→ **What you need to do**
Keep images out and repeat all data exactly.

Stored data:
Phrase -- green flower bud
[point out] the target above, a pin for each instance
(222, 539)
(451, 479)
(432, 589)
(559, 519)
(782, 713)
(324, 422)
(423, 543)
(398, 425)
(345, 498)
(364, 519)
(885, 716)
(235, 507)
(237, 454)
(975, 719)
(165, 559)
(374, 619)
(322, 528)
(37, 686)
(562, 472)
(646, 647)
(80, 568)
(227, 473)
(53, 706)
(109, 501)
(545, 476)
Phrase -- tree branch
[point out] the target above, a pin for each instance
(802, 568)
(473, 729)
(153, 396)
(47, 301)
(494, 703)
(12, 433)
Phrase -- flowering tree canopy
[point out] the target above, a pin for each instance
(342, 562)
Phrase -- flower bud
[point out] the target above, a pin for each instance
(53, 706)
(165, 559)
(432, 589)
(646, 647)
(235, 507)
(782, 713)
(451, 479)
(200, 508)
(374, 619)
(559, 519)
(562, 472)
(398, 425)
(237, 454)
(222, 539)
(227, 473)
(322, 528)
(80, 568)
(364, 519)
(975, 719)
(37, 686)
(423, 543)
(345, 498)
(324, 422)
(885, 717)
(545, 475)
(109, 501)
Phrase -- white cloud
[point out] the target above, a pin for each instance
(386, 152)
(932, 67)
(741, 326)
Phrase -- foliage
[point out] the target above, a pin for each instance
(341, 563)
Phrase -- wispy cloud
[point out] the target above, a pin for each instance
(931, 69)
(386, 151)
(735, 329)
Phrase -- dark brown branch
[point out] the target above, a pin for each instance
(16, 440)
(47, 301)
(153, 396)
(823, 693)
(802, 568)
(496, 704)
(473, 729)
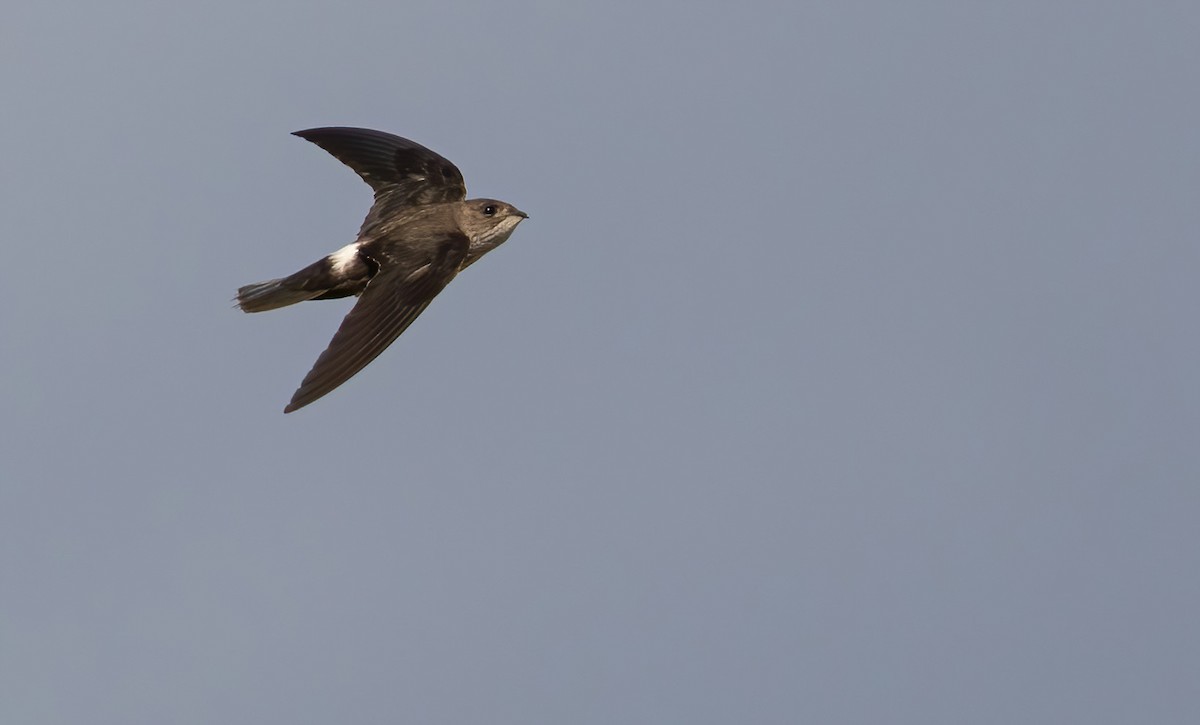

→ **Reply to the exercise**
Phrase -- green flower bud
[point out] the target above, a pin for each instance
(222, 539)
(451, 479)
(432, 589)
(559, 519)
(782, 713)
(324, 422)
(423, 543)
(398, 425)
(345, 498)
(364, 519)
(885, 716)
(235, 507)
(237, 454)
(975, 719)
(165, 559)
(374, 619)
(322, 528)
(37, 686)
(562, 472)
(646, 647)
(80, 568)
(227, 473)
(53, 706)
(109, 501)
(545, 476)
Phrase -- tree branch
[point out] the target above, a pin for each instance
(802, 568)
(473, 729)
(153, 396)
(47, 301)
(494, 703)
(12, 433)
Phrase -- flowering tree canopy
[point out] the target above, a pin for each instance
(342, 562)
Phrase -- flower bud
[point out] the target above, a pin for each instance
(53, 706)
(165, 559)
(432, 589)
(646, 647)
(235, 507)
(782, 713)
(451, 479)
(200, 508)
(374, 619)
(559, 519)
(562, 472)
(398, 425)
(237, 454)
(222, 539)
(227, 473)
(322, 528)
(80, 568)
(364, 519)
(975, 719)
(37, 686)
(423, 543)
(345, 498)
(324, 422)
(885, 717)
(545, 475)
(109, 501)
Phrase -- white cloud
[point out] the target above, a pin for each instance
(386, 152)
(932, 67)
(741, 326)
Phrase -- foliage
[point out] the target above, a pin for each instance
(341, 563)
Phrase -- wispy cloud
[point out] the target above, a pin for each instance
(931, 69)
(386, 151)
(735, 329)
Phrase -- dark brown branch
[point out] the target above, a pin for each instance
(16, 440)
(47, 301)
(153, 396)
(823, 693)
(802, 568)
(496, 704)
(473, 729)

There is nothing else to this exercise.